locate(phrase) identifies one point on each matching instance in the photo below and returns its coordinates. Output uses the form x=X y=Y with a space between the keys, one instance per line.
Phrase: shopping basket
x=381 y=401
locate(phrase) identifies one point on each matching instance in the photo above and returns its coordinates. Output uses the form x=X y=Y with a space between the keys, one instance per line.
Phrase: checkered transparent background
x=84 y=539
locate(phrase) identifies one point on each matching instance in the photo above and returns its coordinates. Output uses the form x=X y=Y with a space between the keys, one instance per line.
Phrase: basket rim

□ □ □ □ □

**TASK INSTRUCTIONS**
Render every line of the entries above as a Markdown table with the columns No. and Text, numbering the rows and skipping blank lines.

**COMPLETE RESPONSE**
| No. | Text |
|---|---|
| 1 | locate(phrase) identifies one point on each matching instance in the photo below and returns its coordinates. Output uses the form x=X y=Y with a space between the keys, one instance per line. |
| 2 | Phrase: shopping basket |
| 3 | x=381 y=401 |
| 4 | locate(phrase) identifies one point on each matching instance in the photo above and returns its coordinates. Output uses the form x=X y=Y with a space between the keys, one instance per line. |
| 5 | Phrase: checkered transparent background |
| 6 | x=84 y=539 |
| 7 | locate(phrase) identifies one point on each matching instance in the photo above and returns its coordinates. Output uses the form x=X y=Y with a space between the keys, one instance per line. |
| 8 | Phrase: basket rim |